TASK TO COMPLETE. Each line of the data that mentions the string "white" needs to be identified and copied.

DATA EXTRACTS.
--------
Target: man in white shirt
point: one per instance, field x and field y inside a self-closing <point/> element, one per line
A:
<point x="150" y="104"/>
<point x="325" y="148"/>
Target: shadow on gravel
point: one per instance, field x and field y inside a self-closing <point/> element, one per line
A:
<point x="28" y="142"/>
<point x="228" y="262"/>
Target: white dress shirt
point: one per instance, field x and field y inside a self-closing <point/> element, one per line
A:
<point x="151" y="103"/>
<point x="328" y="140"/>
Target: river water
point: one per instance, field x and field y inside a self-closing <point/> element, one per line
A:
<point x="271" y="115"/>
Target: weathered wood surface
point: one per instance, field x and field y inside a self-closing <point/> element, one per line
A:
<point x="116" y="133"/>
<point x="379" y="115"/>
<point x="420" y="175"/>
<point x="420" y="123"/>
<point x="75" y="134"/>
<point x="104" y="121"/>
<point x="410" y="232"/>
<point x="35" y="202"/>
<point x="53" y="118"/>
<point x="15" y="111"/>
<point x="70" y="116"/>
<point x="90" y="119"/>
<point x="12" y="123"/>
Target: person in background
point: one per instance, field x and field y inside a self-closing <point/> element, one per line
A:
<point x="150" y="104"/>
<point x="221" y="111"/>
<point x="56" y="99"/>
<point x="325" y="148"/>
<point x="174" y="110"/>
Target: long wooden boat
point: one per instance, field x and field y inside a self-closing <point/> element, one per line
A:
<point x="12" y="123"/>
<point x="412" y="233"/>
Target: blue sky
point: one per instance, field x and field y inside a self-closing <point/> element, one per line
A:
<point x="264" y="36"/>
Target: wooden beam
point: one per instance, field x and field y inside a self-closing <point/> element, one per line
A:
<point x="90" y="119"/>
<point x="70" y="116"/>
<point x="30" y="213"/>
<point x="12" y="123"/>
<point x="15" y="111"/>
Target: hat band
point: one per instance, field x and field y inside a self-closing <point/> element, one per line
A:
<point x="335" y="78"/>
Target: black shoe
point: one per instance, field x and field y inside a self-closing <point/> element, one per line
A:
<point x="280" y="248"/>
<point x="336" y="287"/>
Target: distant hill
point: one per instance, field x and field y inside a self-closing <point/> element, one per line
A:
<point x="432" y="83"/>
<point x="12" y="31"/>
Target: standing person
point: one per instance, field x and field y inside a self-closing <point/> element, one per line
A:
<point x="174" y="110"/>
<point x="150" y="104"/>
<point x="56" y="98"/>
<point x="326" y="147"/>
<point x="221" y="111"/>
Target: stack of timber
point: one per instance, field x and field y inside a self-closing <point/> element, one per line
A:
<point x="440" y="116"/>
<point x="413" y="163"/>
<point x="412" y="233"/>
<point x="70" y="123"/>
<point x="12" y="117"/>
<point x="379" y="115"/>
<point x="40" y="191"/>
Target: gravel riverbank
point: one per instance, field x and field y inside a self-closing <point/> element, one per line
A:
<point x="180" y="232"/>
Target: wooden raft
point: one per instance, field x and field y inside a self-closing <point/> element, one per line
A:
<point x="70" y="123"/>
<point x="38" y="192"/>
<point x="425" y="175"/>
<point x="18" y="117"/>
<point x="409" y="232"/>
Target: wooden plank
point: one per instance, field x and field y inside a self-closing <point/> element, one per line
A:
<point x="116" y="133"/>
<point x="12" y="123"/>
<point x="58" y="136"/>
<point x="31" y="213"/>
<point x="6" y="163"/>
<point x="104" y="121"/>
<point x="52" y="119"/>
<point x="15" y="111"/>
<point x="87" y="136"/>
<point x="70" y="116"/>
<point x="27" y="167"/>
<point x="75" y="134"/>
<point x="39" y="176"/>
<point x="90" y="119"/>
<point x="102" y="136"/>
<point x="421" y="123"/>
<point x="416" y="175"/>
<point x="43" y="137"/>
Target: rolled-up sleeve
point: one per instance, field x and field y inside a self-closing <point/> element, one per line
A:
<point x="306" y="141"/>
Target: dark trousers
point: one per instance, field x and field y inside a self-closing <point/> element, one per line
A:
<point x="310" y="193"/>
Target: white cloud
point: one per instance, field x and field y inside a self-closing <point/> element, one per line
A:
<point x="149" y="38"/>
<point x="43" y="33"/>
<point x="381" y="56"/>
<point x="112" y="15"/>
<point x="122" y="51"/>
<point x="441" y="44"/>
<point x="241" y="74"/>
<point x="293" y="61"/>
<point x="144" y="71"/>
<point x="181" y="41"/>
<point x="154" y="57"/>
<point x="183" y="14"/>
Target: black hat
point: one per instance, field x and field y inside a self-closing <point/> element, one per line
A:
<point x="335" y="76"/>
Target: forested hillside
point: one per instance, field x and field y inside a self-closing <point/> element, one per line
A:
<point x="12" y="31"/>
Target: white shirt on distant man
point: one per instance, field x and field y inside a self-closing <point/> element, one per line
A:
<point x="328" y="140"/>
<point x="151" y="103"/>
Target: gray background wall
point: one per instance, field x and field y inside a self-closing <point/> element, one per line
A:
--------
SOLUTION TO THIS PROBLEM.
Target: man in white shirt
Target: white dress shirt
Target: white cloud
Target: white shirt on distant man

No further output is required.